EXCERPTED RECORDS:
-*-

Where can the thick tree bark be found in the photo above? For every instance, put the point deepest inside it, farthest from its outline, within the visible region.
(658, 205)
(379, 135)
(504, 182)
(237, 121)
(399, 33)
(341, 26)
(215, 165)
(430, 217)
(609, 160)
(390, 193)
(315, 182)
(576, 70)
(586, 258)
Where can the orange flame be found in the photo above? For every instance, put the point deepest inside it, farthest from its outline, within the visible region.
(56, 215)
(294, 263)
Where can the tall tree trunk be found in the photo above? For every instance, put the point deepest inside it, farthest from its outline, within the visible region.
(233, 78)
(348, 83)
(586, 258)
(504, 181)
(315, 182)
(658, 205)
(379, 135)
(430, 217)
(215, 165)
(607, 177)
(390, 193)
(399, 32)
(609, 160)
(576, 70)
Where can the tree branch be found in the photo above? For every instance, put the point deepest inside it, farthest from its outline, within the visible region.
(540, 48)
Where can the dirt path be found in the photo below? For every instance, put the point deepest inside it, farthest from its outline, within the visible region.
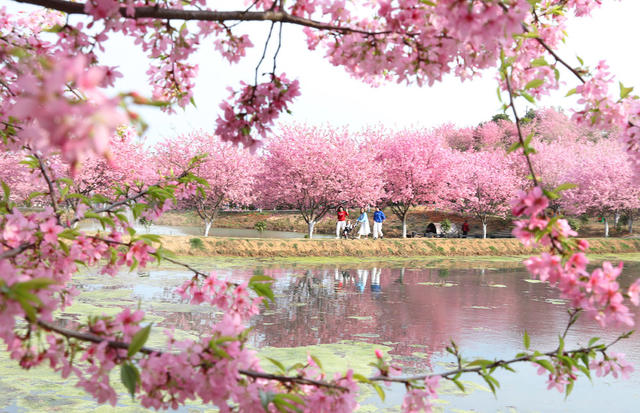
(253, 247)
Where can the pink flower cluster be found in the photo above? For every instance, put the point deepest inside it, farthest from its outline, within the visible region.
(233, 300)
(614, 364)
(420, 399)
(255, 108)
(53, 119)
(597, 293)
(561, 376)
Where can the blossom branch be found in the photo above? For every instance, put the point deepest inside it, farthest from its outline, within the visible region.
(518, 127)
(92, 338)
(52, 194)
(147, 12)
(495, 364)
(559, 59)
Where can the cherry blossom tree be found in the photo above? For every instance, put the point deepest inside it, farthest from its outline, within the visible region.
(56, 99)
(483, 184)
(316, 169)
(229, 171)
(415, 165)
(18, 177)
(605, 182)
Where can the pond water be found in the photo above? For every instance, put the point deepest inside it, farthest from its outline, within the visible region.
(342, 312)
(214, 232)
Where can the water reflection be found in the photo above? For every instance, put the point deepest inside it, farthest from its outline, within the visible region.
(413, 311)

-*-

WORK ORDER: From the first record to the last, print everything again exactly, without pictures.

TASK RESPONSE:
Where can the thick tree bark be found in the photo above? For every instance, put the point deepest inside it, farthest from its outline, within the visible region.
(658, 205)
(379, 135)
(504, 182)
(237, 121)
(399, 33)
(341, 26)
(215, 165)
(430, 217)
(609, 160)
(390, 193)
(315, 182)
(576, 70)
(586, 258)
Where can the orange flame be found in the photo above? For every instance, put the point deepest inside it, farthest from its outline, within the visible region.
(56, 215)
(294, 263)
Where can the tall tree trunk be found in the photo above? For every instance, put the point deepest inside it, farthest from its outline, within the visible region.
(233, 78)
(348, 83)
(586, 258)
(504, 181)
(315, 182)
(658, 205)
(379, 135)
(430, 217)
(215, 165)
(607, 177)
(390, 193)
(399, 32)
(609, 160)
(576, 70)
Where can the tree branch be found in the photo above? For every instance, put the point deepest inside it, farthest from its outline, within the visible region.
(540, 48)
Where can the dirt path be found in the photo below? For every instance, put the point deepest inside it, farthest from its outline, within the visible region.
(253, 247)
Where can the pink flower cluster be found in the photo above? For every instance, put the point deepest inside it, farthest from its outline, within the visible region.
(233, 300)
(614, 364)
(420, 399)
(255, 108)
(53, 119)
(597, 293)
(561, 376)
Where can the blossom branch be found in the photo above? For every instance, put the point deepest inside it, farthest from its outline, within the visible region.
(518, 127)
(92, 338)
(52, 194)
(147, 12)
(495, 364)
(559, 59)
Where can the cherry blossom tree be found in the photo above? For every instance, put the point deepest inside it, farthest from its outline, within the visible region.
(56, 99)
(483, 184)
(316, 169)
(229, 171)
(415, 165)
(18, 177)
(605, 182)
Where can the pond water be found in the photo above? For every instance, put the point deepest inside it, farthest from its outline, within the visible region.
(342, 312)
(214, 232)
Where can the water reflection be found in the photo above? For every instance, put the point deepest inside it, farthest from its outline, within the visible region.
(413, 311)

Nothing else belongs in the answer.